Report every line of the data that includes "below".
++++ Records supplied ++++
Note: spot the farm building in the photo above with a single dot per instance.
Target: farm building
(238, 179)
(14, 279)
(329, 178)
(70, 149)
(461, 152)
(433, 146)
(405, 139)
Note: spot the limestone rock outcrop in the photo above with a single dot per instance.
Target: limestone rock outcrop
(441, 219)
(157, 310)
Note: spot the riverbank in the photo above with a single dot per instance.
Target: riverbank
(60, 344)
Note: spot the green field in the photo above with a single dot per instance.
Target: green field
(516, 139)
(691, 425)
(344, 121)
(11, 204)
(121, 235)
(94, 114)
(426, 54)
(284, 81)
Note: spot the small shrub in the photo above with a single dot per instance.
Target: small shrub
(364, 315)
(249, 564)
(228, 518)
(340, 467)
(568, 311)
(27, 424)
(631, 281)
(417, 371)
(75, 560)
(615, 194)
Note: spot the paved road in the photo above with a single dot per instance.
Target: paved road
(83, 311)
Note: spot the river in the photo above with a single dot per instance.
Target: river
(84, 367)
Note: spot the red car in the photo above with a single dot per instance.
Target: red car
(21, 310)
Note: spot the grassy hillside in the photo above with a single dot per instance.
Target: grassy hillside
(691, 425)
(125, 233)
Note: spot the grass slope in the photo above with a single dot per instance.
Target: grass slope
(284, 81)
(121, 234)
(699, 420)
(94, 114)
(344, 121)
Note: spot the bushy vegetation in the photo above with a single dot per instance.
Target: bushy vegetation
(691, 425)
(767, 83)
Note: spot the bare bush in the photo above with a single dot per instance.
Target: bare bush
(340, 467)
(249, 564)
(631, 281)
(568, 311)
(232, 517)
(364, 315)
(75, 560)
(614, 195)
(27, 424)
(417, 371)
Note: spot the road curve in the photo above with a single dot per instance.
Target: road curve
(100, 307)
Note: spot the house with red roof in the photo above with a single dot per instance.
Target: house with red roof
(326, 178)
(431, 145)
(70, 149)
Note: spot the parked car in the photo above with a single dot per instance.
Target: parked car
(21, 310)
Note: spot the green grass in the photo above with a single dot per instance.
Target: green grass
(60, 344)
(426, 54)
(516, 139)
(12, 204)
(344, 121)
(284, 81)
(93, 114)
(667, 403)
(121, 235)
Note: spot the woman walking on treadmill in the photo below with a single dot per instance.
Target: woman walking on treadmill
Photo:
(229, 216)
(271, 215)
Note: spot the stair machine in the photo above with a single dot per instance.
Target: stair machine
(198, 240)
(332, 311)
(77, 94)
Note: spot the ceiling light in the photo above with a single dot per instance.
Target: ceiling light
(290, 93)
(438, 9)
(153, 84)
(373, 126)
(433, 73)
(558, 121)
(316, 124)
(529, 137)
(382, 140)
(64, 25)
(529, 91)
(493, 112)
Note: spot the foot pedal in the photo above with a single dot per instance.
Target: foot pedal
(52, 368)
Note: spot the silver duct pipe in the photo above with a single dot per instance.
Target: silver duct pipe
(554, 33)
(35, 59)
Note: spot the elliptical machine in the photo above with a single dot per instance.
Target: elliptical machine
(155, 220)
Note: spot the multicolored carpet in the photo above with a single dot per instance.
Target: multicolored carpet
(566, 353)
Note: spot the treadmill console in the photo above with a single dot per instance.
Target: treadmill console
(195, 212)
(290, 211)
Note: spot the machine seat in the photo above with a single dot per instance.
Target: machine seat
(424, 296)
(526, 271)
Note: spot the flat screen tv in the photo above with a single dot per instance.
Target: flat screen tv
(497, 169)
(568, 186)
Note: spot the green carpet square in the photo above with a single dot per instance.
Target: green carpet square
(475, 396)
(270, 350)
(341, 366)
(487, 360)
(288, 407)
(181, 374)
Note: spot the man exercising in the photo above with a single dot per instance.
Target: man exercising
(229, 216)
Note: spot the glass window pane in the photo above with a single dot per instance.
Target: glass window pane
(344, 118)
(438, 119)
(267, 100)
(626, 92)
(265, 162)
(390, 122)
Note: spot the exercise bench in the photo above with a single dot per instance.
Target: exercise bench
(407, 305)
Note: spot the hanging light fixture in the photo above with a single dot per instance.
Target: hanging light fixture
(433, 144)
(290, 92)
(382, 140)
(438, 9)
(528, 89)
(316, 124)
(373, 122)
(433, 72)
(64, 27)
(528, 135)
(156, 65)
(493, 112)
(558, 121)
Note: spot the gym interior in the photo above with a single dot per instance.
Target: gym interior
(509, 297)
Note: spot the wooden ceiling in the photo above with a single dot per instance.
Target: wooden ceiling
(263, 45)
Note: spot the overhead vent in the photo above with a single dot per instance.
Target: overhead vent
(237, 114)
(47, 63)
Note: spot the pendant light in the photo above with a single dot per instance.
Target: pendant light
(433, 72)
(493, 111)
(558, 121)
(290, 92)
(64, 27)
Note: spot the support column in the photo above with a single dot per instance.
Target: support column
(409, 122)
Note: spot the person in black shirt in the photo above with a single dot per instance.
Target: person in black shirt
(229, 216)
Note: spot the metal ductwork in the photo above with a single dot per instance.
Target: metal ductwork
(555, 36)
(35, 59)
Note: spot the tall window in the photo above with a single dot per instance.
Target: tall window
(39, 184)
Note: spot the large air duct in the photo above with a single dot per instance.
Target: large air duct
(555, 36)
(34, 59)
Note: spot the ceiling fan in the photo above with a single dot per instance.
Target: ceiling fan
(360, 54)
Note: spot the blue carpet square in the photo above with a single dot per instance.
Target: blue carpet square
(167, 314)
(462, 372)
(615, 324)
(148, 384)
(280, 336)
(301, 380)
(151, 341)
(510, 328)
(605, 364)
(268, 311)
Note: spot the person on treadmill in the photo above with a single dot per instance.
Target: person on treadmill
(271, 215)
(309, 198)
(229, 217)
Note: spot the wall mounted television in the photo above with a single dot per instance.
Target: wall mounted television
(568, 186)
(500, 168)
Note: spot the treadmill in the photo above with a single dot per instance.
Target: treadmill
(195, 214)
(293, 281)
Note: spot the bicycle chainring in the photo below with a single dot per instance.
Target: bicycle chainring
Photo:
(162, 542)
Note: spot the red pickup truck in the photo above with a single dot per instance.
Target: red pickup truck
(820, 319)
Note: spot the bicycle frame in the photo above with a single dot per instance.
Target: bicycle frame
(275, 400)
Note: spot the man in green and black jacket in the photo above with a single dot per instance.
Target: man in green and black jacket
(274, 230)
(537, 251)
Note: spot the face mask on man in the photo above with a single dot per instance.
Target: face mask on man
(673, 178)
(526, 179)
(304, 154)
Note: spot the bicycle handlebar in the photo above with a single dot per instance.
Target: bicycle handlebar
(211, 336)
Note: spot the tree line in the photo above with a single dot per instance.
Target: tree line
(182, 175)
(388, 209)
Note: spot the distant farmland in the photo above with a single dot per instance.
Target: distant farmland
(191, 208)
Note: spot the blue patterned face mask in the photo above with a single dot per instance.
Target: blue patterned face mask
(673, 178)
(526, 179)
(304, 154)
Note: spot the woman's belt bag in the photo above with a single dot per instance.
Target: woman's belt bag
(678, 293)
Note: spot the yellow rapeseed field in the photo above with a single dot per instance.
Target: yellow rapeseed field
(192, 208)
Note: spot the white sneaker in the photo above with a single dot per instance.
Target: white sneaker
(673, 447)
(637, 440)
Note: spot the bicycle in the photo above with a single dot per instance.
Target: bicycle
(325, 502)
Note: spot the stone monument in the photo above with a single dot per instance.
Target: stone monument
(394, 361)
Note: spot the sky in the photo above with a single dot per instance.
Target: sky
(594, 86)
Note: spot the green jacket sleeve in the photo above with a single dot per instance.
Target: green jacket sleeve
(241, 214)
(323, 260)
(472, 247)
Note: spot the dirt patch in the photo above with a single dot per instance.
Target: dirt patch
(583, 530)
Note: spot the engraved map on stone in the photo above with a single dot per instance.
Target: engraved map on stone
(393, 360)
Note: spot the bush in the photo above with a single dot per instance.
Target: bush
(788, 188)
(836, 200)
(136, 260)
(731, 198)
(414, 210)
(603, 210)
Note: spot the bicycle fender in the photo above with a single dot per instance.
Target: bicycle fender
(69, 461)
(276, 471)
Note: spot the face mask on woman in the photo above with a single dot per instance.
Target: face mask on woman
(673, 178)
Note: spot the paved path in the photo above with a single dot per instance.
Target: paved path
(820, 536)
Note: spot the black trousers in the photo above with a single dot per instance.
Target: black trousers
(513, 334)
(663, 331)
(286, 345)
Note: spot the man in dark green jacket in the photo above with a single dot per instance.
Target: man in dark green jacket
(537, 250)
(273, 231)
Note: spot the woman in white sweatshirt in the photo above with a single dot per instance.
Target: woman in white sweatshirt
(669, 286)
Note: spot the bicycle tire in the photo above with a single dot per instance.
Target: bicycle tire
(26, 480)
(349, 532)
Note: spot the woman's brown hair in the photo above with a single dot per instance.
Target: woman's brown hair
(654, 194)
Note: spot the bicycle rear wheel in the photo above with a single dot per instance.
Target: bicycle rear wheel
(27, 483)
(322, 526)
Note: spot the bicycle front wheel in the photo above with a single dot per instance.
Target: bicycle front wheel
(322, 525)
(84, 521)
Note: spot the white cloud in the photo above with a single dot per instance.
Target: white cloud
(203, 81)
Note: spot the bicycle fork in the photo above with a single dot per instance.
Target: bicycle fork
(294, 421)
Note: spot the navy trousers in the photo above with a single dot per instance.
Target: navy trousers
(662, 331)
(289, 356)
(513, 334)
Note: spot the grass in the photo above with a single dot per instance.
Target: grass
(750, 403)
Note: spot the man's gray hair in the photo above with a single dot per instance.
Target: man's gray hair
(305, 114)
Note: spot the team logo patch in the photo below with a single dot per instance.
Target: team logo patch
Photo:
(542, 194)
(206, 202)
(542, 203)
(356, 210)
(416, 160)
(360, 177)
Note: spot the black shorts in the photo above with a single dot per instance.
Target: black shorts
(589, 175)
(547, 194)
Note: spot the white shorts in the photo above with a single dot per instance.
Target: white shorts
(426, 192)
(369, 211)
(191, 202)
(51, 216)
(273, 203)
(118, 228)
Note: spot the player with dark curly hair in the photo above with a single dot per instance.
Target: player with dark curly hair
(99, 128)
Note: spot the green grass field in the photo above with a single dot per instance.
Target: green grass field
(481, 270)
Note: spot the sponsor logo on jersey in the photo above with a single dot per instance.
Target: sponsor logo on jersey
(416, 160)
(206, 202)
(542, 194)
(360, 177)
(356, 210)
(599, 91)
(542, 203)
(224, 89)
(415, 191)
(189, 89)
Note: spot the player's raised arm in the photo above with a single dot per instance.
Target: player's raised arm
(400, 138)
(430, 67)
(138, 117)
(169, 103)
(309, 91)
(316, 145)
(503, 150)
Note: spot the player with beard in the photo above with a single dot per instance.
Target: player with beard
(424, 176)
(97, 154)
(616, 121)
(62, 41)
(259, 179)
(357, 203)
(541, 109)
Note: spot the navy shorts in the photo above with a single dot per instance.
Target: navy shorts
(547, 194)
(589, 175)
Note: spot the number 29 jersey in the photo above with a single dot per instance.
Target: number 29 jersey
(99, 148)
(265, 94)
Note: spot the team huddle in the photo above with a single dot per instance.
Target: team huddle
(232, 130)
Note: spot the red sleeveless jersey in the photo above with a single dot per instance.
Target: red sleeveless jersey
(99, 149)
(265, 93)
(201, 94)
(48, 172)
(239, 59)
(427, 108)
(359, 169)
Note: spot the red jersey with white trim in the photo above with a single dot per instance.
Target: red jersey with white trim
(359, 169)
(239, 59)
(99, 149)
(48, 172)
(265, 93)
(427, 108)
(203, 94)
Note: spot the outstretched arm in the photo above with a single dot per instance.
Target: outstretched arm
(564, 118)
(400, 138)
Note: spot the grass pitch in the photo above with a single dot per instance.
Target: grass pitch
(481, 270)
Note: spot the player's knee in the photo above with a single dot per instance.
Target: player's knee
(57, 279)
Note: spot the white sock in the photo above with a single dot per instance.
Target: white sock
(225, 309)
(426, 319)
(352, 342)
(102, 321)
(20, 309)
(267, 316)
++++
Solution to the exercise
Note: spot the woman walking on treadmill in the photo below with a single dot per instance.
Note: spot the bicycle chainring in the photo below with a single dot per instance.
Note: spot the team logo patch in the photo below with a single dot per instance.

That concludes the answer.